--- BEGIN Material for this task ---
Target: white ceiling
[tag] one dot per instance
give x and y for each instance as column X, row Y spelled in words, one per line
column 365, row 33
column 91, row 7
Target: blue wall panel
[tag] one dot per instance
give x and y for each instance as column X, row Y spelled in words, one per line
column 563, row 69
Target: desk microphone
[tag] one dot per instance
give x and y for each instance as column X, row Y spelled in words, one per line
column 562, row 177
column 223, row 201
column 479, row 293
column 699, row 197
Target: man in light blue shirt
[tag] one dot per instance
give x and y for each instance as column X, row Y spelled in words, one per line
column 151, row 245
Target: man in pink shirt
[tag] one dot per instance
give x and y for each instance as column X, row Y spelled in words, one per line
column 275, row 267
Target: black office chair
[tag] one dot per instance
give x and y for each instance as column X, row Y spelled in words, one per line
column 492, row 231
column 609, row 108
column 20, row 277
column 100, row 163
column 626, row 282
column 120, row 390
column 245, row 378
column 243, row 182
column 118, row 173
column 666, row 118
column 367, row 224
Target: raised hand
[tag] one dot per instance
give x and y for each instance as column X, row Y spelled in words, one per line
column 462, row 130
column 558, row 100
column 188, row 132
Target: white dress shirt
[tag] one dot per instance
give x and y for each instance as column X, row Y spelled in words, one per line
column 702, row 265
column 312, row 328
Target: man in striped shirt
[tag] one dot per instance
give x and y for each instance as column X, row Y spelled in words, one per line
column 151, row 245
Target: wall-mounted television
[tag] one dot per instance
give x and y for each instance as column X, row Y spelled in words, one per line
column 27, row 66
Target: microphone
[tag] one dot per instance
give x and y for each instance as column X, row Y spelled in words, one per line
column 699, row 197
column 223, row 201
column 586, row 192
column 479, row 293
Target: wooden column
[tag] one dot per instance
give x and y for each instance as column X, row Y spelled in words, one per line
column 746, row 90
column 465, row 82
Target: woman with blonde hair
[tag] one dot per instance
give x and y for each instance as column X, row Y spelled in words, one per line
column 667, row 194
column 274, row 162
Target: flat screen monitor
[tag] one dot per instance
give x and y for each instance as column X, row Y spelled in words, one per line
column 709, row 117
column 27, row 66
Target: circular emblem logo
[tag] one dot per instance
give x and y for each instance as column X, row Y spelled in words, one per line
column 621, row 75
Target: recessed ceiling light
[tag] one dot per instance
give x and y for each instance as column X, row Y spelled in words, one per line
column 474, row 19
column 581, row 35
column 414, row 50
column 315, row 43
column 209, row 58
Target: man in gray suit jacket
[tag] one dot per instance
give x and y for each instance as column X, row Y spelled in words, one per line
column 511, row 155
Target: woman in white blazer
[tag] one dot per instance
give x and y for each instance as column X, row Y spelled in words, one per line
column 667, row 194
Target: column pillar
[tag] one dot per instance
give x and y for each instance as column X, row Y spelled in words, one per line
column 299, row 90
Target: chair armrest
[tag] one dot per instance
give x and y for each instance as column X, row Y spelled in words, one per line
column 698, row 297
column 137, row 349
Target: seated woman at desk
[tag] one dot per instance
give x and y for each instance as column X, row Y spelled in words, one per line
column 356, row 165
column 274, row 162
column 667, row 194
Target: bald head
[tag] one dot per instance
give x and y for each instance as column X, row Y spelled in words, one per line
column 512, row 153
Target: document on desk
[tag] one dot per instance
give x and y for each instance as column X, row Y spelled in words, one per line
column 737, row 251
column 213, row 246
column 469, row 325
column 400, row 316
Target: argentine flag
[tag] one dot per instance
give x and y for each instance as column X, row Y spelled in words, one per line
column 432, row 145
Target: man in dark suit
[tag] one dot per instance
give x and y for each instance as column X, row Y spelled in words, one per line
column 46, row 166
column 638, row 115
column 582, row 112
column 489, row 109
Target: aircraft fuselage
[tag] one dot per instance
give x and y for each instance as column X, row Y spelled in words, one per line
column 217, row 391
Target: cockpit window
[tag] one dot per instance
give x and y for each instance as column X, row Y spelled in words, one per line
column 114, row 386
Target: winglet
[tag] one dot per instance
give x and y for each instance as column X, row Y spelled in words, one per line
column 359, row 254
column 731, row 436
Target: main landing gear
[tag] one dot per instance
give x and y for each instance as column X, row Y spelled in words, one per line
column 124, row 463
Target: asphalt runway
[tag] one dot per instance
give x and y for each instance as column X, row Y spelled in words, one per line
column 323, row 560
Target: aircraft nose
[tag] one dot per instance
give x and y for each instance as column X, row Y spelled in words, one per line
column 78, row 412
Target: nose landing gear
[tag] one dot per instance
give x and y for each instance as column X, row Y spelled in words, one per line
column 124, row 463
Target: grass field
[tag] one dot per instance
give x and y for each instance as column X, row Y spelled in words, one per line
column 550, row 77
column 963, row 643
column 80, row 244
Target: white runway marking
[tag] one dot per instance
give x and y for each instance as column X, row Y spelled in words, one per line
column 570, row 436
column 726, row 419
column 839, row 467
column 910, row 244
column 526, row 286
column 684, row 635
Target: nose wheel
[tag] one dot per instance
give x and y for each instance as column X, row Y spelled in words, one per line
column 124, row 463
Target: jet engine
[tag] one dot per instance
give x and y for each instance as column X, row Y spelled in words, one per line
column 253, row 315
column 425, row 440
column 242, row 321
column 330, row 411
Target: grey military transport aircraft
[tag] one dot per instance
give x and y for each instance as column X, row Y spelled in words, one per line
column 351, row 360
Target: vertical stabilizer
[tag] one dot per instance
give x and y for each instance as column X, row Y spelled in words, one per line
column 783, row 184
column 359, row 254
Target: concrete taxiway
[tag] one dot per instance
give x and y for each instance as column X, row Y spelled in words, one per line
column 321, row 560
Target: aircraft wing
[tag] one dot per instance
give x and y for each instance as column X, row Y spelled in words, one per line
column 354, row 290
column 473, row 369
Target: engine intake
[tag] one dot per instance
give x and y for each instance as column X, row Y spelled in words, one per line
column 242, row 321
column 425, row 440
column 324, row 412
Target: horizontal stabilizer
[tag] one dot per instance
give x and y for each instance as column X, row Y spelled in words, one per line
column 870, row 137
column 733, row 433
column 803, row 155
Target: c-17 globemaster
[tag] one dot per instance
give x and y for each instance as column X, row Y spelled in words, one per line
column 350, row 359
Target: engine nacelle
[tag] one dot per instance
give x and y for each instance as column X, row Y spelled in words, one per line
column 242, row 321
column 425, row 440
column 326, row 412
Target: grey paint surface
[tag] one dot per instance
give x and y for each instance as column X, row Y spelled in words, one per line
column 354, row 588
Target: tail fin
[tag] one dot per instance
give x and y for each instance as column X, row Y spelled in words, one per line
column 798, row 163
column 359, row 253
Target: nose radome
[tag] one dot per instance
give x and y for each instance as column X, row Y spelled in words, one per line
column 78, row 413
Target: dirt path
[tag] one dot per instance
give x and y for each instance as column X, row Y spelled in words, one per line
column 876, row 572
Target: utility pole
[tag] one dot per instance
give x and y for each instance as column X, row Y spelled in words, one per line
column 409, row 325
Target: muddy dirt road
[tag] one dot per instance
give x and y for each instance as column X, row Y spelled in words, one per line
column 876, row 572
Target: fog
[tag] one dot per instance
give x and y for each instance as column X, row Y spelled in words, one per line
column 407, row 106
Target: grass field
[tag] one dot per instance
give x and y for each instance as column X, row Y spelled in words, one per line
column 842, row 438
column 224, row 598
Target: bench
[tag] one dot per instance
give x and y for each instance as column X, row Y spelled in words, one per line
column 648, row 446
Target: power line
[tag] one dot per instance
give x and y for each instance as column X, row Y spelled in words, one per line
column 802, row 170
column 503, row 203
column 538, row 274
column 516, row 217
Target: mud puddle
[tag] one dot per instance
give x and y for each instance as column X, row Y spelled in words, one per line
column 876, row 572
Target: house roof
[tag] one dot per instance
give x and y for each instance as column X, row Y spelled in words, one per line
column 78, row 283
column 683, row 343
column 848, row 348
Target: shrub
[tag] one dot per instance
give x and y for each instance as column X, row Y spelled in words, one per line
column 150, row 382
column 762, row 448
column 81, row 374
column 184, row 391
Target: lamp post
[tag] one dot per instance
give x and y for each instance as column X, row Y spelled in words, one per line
--- END Material for this task ---
Short task:
Repeat, exactly and only, the lines above from the one containing "Target: fog" through the end of the material.

Exercise result:
Target: fog
[tag] one dot per instance
give x and y for each instance as column X, row Y spelled in words, one per line
column 407, row 106
Target: grass field
[tag] one dot per instance
give x and y for each instance as column X, row Y spelled in words, one per line
column 842, row 438
column 224, row 598
Target: bench
[tag] one dot per instance
give x and y for each instance as column X, row Y spelled in words, one per line
column 648, row 446
Target: power line
[tag] one dot per instance
give x and y for each instance as column X, row Y spelled in words, one per line
column 802, row 170
column 503, row 203
column 538, row 274
column 516, row 217
Target: mud puddle
[tag] one dot per instance
give x and y for each instance as column X, row Y spelled in words, one per line
column 876, row 572
Target: house roof
[tag] one dot per instance
give x and y for each instance as column X, row Y spelled in words, one per line
column 78, row 283
column 683, row 343
column 848, row 348
Target: shrub
[tag] one dot per instance
give x and y for each instance as column X, row Y spelled in words, one per line
column 150, row 382
column 762, row 448
column 81, row 374
column 184, row 391
Target: lamp post
[tag] one dot per instance
give x and y for each instance as column X, row Y spelled in words, one per line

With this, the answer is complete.